___ Source information

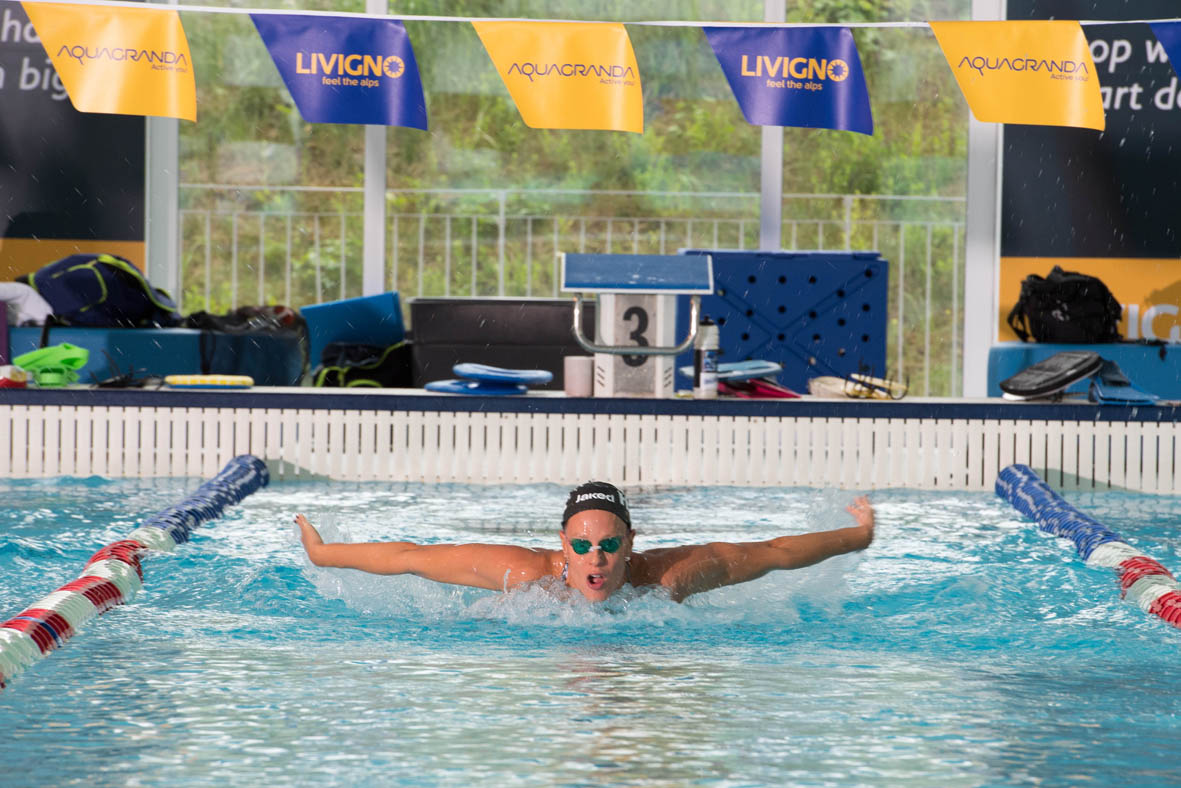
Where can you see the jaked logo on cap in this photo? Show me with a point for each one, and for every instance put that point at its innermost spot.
(598, 496)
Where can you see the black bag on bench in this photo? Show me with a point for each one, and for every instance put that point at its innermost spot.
(1065, 307)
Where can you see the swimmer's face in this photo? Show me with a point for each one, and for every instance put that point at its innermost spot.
(596, 573)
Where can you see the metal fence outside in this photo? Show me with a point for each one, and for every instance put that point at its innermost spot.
(302, 245)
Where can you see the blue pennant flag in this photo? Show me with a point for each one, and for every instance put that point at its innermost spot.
(344, 70)
(1169, 36)
(795, 76)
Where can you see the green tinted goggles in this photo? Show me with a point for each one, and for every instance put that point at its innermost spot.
(582, 546)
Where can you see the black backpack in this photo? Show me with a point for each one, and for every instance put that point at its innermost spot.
(1065, 307)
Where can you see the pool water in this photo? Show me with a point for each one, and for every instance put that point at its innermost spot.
(963, 649)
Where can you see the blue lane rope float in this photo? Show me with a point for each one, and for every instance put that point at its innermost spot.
(113, 574)
(1143, 581)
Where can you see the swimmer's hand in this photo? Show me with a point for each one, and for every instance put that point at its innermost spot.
(310, 536)
(863, 513)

______

▶ [Exercise details]
With the line containing "Where can you see the blue pennant" as the first and the final line of the entries above as the last, write out that span exactly and nothing more.

▶ [Final answer]
Where can you see the blue pennant flag in this photo? Show me with a point for each one, and for every instance put that point at its innermost spot.
(344, 70)
(1169, 36)
(795, 76)
Where can you see the green tinted goggles in this photo? Show me with a point for each one, and for every instance put that point at its innermost spot.
(582, 546)
Where can you see the black backpack in this photo? Show me with a point for each one, and for every instance put that point at its innermost spot.
(1065, 307)
Where can you see the pool water in this photo? Show me with a point for each one, and for every instance put that point at its innermost spot.
(963, 649)
Where can you see the blue lane rope float in this photo? Show me with a point for each one, and for every instance put that point at its innermost spot.
(113, 574)
(1143, 581)
Where can you see the swimmer's hand in this photo? Show me with a point for each one, and for every instance put that point at its innermost spot.
(310, 536)
(863, 513)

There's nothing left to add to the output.